Objective: List every line of the material below that contains the string "panel". Case counts.

[Records drawn from a data source]

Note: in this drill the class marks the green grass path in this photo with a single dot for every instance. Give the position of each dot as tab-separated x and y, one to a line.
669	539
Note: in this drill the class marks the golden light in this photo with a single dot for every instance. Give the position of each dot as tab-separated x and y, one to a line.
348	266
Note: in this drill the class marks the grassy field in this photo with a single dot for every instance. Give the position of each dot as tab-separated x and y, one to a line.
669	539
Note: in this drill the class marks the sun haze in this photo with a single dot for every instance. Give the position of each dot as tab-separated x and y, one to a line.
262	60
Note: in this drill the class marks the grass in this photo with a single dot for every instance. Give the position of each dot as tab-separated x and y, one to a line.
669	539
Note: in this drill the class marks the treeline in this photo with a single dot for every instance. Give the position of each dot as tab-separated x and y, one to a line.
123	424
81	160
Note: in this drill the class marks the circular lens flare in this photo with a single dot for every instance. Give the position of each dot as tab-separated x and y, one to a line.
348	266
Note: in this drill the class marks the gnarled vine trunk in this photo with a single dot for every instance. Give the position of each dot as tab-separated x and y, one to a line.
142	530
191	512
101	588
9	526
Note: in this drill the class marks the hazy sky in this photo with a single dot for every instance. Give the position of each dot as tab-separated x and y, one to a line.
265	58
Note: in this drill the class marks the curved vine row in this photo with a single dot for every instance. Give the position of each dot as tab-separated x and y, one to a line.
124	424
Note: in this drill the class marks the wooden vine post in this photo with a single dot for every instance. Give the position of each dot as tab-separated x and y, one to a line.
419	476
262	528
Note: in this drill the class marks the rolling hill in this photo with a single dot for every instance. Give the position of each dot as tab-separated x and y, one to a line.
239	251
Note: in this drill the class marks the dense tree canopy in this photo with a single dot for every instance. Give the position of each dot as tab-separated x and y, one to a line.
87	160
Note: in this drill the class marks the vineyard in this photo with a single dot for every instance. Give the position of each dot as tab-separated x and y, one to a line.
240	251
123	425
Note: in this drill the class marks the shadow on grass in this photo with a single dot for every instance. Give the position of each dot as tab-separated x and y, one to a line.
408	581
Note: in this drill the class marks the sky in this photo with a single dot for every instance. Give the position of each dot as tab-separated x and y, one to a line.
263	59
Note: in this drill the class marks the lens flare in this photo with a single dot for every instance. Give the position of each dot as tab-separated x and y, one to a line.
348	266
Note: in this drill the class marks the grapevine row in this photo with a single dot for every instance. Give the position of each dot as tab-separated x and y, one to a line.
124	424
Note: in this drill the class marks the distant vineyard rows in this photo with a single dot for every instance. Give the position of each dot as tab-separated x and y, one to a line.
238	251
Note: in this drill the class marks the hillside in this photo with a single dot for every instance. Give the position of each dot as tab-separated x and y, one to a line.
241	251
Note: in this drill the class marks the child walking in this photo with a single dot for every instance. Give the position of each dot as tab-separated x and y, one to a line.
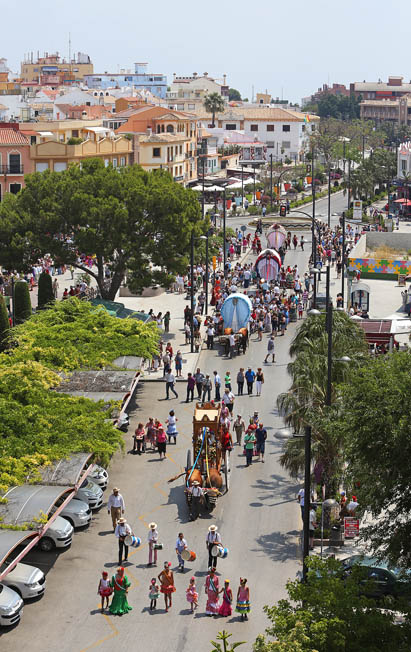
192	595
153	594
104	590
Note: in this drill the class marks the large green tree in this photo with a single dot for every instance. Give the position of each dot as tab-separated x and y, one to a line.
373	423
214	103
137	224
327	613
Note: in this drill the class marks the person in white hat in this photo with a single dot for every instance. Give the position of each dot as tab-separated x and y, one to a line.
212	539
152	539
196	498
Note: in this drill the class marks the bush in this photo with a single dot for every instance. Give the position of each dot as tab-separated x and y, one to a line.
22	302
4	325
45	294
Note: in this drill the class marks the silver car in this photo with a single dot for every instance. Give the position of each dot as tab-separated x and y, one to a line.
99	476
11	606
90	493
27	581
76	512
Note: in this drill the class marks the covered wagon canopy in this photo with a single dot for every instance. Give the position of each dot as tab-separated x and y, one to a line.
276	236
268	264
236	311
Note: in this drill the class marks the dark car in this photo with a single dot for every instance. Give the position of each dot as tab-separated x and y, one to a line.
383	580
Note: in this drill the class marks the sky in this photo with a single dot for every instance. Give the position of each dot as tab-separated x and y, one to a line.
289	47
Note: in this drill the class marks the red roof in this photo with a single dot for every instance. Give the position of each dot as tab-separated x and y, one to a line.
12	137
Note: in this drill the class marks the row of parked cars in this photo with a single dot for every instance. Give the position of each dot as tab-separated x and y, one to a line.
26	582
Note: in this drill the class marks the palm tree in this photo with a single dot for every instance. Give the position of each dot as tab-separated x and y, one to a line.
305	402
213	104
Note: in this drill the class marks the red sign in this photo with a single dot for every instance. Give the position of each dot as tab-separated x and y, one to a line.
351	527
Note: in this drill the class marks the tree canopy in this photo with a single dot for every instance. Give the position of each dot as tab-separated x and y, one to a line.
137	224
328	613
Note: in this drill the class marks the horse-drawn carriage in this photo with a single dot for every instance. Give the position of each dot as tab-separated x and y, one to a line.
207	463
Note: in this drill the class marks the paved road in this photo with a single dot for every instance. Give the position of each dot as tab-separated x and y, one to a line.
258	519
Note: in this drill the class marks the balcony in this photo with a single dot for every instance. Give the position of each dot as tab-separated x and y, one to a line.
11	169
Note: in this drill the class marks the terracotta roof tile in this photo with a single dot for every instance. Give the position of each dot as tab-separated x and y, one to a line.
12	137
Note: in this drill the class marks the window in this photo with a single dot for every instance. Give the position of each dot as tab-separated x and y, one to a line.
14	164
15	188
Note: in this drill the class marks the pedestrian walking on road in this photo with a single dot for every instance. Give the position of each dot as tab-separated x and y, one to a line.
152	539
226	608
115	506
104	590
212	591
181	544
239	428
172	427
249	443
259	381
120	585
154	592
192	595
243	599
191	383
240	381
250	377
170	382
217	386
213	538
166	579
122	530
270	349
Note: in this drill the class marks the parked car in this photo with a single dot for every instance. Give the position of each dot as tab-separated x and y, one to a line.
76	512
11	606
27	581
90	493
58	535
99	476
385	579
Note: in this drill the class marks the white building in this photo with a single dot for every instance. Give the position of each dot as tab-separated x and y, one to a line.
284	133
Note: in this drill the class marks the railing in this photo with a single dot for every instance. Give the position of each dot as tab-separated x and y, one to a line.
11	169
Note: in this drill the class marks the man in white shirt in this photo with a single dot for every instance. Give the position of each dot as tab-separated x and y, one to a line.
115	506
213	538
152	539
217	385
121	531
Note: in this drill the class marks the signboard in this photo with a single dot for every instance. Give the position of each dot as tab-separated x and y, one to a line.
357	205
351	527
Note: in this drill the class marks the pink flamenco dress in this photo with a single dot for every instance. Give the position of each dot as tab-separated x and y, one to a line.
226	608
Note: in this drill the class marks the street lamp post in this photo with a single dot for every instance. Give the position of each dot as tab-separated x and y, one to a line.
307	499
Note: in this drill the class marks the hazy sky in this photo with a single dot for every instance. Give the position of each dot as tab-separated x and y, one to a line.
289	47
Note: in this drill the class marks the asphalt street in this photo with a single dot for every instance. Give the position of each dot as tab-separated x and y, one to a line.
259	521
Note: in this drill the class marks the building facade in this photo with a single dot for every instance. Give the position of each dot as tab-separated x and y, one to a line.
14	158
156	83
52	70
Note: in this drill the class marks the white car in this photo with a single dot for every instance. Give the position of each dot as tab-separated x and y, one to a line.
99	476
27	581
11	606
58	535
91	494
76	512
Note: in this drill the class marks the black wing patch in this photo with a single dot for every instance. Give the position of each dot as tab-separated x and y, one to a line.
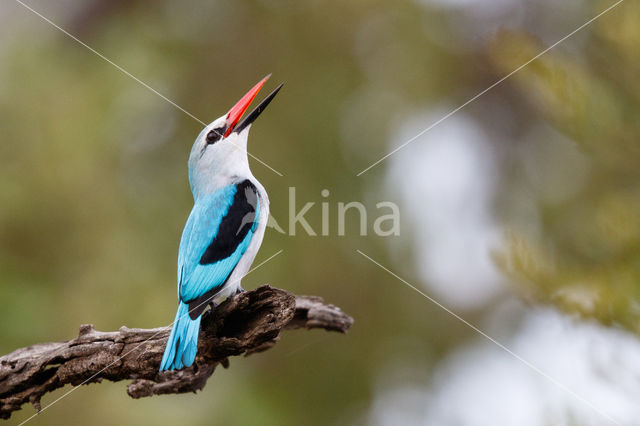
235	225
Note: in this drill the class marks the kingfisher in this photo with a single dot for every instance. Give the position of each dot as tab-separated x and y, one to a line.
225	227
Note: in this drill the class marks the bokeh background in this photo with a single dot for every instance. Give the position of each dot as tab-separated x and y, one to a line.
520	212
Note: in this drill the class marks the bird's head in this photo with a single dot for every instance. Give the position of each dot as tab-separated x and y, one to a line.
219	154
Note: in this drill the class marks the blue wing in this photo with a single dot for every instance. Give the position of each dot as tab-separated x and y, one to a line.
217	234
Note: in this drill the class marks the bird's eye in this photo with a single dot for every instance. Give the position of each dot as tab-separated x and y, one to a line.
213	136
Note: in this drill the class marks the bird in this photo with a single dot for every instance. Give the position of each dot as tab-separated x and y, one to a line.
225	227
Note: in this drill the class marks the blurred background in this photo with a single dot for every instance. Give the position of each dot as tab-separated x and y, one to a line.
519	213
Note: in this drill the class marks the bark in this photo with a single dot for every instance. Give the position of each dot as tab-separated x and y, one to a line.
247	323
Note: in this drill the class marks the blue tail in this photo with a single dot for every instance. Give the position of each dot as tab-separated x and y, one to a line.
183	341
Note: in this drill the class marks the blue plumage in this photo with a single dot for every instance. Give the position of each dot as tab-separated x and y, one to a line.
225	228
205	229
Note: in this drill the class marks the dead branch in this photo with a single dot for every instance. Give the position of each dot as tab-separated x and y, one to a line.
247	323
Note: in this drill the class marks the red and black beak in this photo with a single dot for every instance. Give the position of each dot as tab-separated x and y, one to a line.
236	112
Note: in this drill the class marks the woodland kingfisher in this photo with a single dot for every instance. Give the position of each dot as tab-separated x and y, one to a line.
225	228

---

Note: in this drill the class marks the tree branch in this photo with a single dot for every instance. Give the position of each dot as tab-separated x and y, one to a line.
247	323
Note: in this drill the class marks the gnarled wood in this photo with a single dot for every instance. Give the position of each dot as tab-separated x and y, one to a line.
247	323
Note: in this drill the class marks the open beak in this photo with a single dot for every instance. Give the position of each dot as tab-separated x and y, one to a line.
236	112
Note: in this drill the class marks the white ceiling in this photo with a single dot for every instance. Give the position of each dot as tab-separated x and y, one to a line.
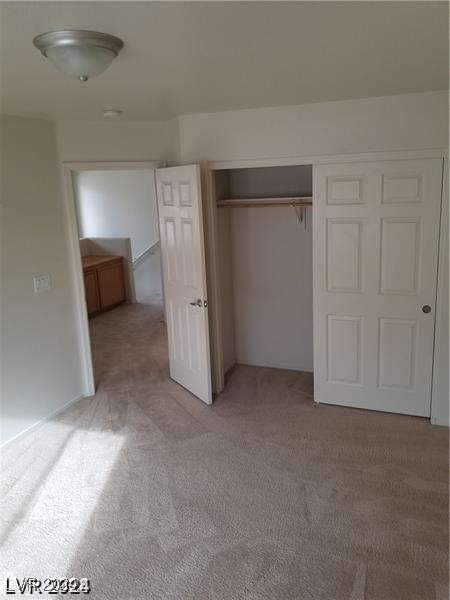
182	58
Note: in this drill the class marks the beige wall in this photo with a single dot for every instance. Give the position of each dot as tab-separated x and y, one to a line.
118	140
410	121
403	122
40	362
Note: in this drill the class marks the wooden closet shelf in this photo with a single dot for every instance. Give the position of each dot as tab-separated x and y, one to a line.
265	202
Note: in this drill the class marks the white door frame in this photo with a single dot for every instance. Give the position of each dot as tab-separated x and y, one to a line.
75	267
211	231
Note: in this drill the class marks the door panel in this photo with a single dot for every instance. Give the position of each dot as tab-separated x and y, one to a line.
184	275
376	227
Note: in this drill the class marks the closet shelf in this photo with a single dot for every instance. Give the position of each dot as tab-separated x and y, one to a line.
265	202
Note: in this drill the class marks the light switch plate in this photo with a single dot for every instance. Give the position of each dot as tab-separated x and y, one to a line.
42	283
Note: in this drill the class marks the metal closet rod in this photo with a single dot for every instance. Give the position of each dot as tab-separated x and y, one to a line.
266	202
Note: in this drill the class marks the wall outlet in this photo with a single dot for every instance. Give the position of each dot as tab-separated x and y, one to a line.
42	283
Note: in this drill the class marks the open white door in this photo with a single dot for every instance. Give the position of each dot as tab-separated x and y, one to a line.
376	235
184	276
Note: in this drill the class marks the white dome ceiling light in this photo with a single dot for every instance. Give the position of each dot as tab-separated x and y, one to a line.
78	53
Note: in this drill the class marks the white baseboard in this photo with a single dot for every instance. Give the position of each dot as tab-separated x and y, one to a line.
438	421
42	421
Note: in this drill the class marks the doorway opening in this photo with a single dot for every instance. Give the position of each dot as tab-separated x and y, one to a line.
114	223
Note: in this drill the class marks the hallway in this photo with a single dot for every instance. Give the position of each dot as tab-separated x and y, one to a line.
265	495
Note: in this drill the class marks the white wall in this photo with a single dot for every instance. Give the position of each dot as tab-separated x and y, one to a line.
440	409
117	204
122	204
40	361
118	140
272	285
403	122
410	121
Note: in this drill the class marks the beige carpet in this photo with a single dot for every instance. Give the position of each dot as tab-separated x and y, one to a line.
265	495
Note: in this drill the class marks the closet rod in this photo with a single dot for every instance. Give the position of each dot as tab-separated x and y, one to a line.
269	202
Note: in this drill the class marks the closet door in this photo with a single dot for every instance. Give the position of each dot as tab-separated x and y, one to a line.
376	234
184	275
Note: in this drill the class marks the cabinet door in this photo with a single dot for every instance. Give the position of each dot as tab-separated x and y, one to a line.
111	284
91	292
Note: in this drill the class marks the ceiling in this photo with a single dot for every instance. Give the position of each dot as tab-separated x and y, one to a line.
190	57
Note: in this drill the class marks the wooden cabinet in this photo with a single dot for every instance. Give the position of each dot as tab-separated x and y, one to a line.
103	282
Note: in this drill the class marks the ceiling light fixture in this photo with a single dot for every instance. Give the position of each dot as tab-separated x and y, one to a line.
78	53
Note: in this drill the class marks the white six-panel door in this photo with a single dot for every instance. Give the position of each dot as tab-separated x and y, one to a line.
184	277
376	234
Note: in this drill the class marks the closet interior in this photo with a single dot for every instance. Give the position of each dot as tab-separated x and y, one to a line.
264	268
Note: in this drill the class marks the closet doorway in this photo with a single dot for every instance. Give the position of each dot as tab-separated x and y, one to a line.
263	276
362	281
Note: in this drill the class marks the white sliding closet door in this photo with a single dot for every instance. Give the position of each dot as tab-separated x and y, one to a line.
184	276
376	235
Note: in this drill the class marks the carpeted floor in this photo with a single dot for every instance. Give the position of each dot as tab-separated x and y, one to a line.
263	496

...

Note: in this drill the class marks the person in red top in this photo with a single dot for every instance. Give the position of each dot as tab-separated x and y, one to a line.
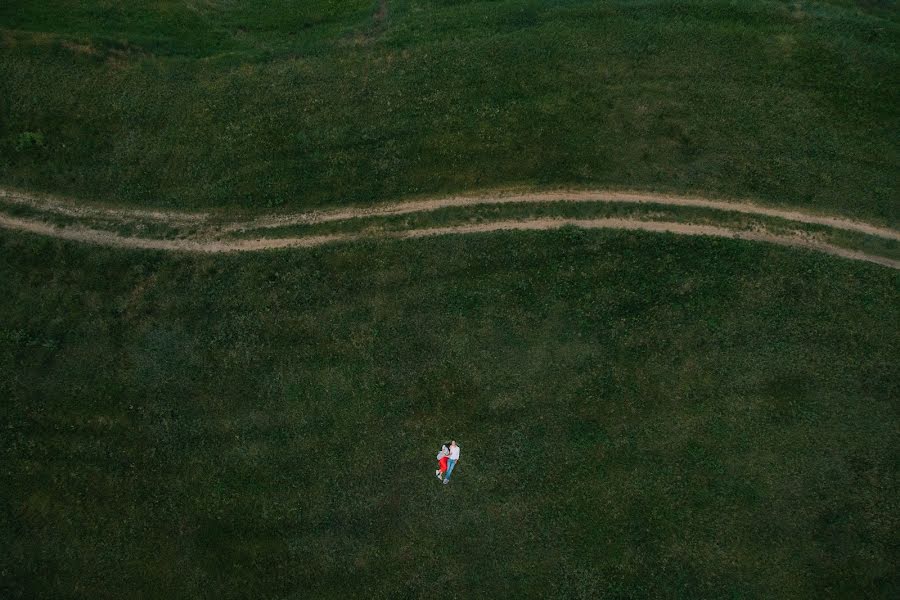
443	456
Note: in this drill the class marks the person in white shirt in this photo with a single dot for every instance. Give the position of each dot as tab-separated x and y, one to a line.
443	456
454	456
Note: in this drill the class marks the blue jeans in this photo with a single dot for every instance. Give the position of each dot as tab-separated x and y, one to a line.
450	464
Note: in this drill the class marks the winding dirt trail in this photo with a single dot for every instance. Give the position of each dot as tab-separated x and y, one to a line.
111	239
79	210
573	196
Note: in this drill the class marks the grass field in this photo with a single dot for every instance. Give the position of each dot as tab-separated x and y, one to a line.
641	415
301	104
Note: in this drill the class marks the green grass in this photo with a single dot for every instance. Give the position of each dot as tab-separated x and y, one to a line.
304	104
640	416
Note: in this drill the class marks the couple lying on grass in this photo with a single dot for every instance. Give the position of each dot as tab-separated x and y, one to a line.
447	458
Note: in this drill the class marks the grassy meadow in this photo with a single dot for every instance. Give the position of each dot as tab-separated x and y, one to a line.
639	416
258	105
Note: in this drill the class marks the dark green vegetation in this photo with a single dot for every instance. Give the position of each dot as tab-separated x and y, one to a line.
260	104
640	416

Exercise result:
Note: in this drill the class marks the door panel in this photo with a single dot for every instance. Give the position of each dot as tab-separated x and y, one to a line.
Note: in this drill the class marks the white six-panel door in this photo with a single dot for every instance. Give the position of each dot as tab-separated x and y, one to a line.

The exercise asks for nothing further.